> **Task set**:
1 – In the text on the Sylph, where was the ship commissioned?
2 – Please list every president whom the text on the Sylph names as using the ship.
3 – Reproduce the text on the Sylph from "The third Sylph, a" to "of his term.".

> **Study text**:

The third Sylph, a converted yacht, was purchased in June 1898 from her builder, John Roach & Co., of Chester, Pa.; and commissioned on 18 August 1898 at the Norfolk Navy Yard.

 

Soon after commissioning, Sylph was assigned to the Washington Navy Yard, where she served as a yacht for the President and other high officials. President McKinley was the first President to use her. In 1902, she began alternating with Mayflower as the President's yacht, and she also served the Secretary and Assistant Secretary of the Navy in the same manner. President Theodore Roosevelt frequently cruised in Sylph to his summer place at Oyster Bay, N.Y.; and President William Howard Taft used her for excursions off the New England coast during the summers of his term.

> **Recorded information**:
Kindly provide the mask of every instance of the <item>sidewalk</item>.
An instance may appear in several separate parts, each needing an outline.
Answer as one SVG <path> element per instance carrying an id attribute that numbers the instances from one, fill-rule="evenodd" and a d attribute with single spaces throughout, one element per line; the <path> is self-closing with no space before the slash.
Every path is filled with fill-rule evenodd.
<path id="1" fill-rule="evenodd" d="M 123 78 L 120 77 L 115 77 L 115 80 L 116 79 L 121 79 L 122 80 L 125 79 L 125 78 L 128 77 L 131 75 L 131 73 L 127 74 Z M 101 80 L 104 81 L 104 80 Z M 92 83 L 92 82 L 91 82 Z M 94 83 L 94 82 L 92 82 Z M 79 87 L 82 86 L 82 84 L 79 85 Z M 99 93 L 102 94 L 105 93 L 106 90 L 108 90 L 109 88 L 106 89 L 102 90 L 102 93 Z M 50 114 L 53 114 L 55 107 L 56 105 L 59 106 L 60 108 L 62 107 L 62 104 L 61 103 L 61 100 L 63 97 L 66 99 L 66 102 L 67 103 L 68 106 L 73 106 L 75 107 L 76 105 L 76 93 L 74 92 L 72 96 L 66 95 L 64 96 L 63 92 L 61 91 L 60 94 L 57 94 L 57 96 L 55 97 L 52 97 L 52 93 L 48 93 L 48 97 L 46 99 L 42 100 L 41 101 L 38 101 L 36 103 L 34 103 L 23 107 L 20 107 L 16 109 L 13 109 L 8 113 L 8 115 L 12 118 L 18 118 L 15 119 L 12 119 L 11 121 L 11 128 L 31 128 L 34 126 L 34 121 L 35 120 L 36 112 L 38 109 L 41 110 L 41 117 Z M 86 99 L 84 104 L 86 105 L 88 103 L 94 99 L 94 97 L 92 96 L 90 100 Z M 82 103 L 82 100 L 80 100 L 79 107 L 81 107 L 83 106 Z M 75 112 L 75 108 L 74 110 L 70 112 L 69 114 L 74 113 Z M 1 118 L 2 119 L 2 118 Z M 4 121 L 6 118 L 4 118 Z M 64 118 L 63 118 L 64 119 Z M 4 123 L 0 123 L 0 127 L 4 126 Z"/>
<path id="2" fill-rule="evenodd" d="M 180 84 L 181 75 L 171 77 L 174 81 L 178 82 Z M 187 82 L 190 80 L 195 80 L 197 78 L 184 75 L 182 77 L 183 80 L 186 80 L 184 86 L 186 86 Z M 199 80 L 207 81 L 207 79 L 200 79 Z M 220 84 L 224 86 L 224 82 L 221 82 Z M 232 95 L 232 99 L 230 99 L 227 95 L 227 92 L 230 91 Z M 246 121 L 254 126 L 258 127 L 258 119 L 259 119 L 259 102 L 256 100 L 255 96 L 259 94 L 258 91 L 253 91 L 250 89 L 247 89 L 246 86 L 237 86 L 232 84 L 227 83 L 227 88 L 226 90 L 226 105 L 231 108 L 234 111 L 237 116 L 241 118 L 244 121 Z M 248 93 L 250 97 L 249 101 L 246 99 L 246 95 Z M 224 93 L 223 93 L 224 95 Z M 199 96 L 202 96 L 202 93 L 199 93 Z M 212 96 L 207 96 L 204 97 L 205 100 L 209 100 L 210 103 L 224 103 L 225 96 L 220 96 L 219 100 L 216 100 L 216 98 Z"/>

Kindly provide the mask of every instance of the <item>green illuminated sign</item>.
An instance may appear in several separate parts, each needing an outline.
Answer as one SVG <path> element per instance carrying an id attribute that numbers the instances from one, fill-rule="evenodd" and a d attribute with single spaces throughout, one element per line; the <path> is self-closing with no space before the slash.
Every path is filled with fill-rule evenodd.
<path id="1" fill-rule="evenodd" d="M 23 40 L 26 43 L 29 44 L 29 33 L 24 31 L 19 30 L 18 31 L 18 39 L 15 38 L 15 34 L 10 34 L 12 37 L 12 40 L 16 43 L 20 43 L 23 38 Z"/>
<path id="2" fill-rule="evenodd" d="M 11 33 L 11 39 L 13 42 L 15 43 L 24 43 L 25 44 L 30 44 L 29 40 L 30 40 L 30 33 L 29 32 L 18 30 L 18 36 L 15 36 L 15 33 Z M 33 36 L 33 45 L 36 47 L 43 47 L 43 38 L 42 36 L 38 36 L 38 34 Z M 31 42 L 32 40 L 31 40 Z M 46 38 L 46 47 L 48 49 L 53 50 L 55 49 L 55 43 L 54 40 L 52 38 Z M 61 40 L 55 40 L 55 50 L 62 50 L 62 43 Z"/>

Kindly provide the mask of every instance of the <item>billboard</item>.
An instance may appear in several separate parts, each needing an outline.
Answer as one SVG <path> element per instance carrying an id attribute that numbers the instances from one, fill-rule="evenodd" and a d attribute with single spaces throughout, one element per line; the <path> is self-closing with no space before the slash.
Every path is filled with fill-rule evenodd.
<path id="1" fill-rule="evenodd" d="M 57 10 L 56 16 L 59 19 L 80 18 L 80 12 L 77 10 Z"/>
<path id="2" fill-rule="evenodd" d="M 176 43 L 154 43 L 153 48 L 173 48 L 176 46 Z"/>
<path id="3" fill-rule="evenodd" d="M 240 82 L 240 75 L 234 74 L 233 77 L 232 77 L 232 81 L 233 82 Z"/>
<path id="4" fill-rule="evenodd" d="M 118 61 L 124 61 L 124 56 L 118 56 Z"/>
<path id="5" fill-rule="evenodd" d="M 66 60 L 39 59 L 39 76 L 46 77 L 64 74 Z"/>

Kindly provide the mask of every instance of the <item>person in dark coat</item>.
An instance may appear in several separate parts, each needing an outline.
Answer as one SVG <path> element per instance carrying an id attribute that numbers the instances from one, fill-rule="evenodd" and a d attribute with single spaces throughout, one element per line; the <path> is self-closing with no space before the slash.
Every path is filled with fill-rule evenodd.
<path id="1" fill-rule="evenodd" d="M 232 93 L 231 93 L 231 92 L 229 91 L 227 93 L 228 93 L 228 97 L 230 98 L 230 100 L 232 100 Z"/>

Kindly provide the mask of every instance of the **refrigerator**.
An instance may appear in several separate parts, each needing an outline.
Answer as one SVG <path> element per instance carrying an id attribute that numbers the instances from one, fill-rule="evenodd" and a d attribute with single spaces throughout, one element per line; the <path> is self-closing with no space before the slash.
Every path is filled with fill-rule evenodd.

> **Outputs in order**:
1 – At the Norfolk Navy Yard.

2 – McKinley, Theodore Roosevelt, and William Howard Taft.

3 –
The third Sylph, a converted yacht, was purchased in June 1898 from her builder, John Roach & Co., of Chester, Pa.; and commissioned on 18 August 1898 at the Norfolk Navy Yard.

 

Soon after commissioning, Sylph was assigned to the Washington Navy Yard, where she served as a yacht for the President and other high officials. President McKinley was the first President to use her. In 1902, she began alternating with Mayflower as the President's yacht, and she also served the Secretary and Assistant Secretary of the Navy in the same manner. President Theodore Roosevelt frequently cruised in Sylph to his summer place at Oyster Bay, N.Y.; and President William Howard Taft used her for excursions off the New England coast during the summers of his term.